Do statements (a), (b) and (c) agree with the forum thread on Göbekli Tepe below? Answer yes or no for each, quoting the thread's deciding words. (a) The quoted article says Göbekli Tepe predates Stonehenge by around 6,000 years. (b) The software fit described from the research paper matched only two dates. (c) Dave treats remembering star positions for 2000 years as no harder than passing down folk stories by word of mouth.
-- Start of Passage --
They said it was written *By new Scientist staff and Press Association*. Maybe it was written by a student.


----------



## 2DaveWixon (Apr 24, 2017)

Alexa said:


> They said it was written *By new Scientist staff and Press Association*. Maybe it was written by a student.


Well, maybe the story had to be carved in stone?


----------



## Alexa (Apr 24, 2017)

A story carved in stone about a carved stone ?


----------



## Alexa (Apr 24, 2017)

All right. I found another article about the same subject, but much more interesting and professional. Brian, let us know if you are still skeptical.



> Using a computer programme to show where the constellations would have appeared above Turkey thousands of years ago, they were able to pinpoint the comet strike to 10,950BC, the exact time the Younger Dryas begins according to ice core data from Greenland.
> 
> The Younger Dryas is viewed as a crucial period for humanity, as it roughly coincides with the emergence of agriculture and the first Neolithic civilisations.










> "It appears Göbekli Tepe was, among other things, an observatory for monitoring the night sky.
> 
> “One of its pillars seems to have served as a memorial to this devastating event – probably the worst day in history since the end of the ice age.”
> 
> Gobekli Tepe, is thought to be the world's oldest temple site, which dates from around 9,000BC, predating Stonehenge by around 6,000 years.



Ancient stone carvings confirm how comet struck Earth in 10,950BC, sparking the rise of civilisations


----------



## Brian G Turner (Apr 24, 2017)

> Gobekli Tepe, is thought to be the world's oldest temple site, which dates from around 9,000BC



This is what I mean - the dates are all wrong. The press keep reporting that a temple - not started until 9,000BC - happens to accurately record an asteroid strike that happened 2,000 years before it was even built.


----------



## Dave (Apr 24, 2017)

Brian G Turner said:


> This is what I mean - the dates are all wrong. The press keep reporting that a temple - not started until 9,000BC - happens to accurately record an asteroid strike that happened 2,000 years before it was even built.


Brian has a point. Passing down folk stories between generations by word of mouth is one thing. Remembering accurately, the exact positions in the night sky, of stars for 2000 years, before recording them carved on stone is another. 

Unless, it was accurately transcribed from an earlier stone in an earlier temple.


----------



## Brian G Turner (Apr 24, 2017)

This piece continues to bother me, so I dug deeper - the original research paper can be found here:
http://maajournal.com/Issues/2017/Vol17-1/Sweatman and Tsikritsis 17(1).pdf

What it basically says is that someone looked to see if they could get images of animals on a specific stone to match constellations using a piece of software. They did get a fit, but only for 4 specific dates:

2,000 AD – Winter solstice
4,350 BC – Autumnal equinox
10,950 BC – Summer solstice
18,000 BC – Spring equinox

They then checked to see whether any related to dating of the stone.
-- End of Passage --
-- Start of Given data --
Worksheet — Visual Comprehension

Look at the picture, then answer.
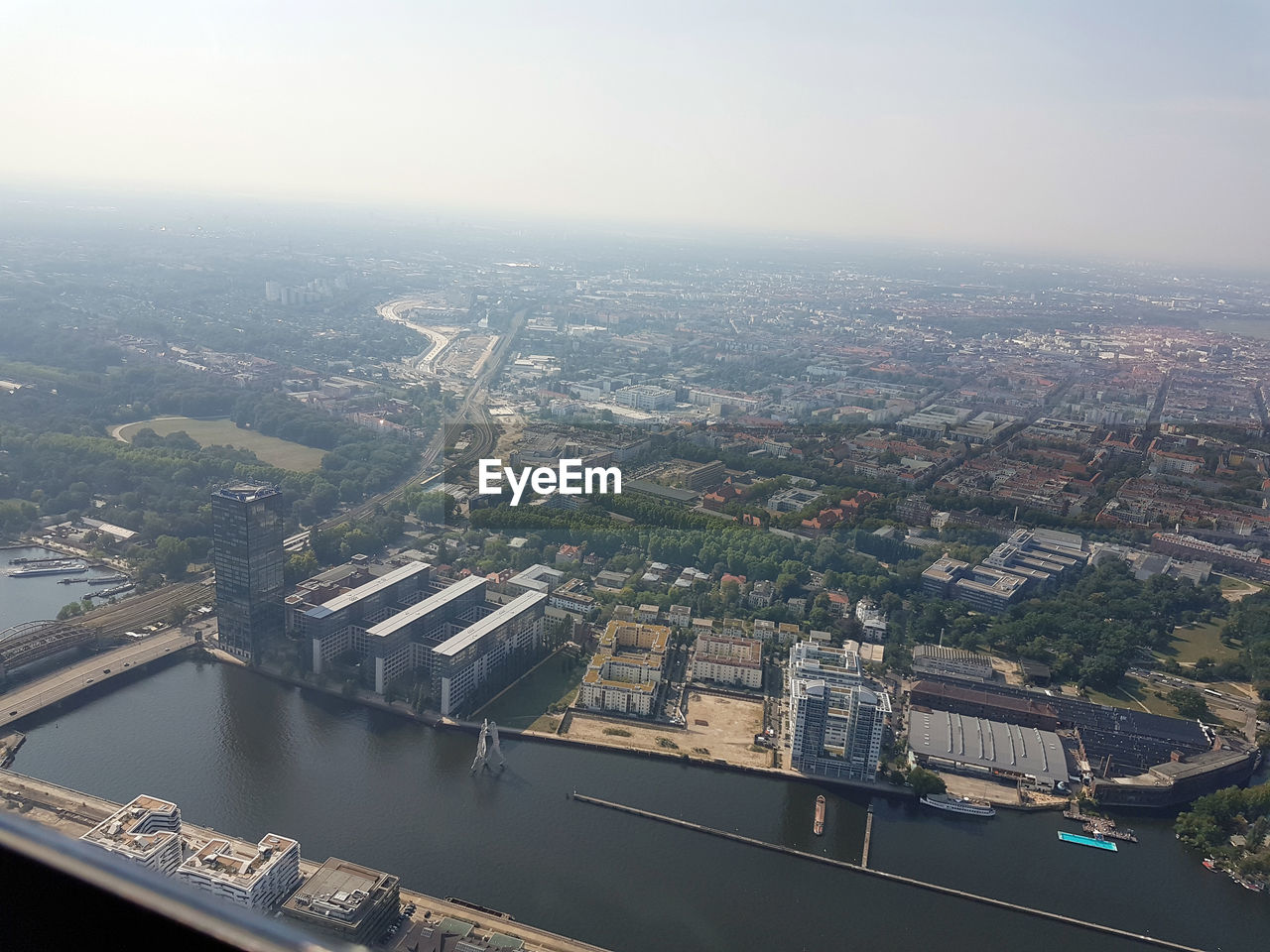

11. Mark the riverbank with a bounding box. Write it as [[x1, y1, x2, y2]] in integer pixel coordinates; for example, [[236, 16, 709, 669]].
-- End of Given data --
| Exercise result |
(a) Yes: "predating Stonehenge by around 6,000 years."
(b) No: "They did get a fit, but only for 4 specific dates"
(c) No: "Passing down folk stories between generations by word of mouth is one thing. Remembering accurately, the exact positions in the night sky, of stars for 2000 years, before recording them carved on stone is another."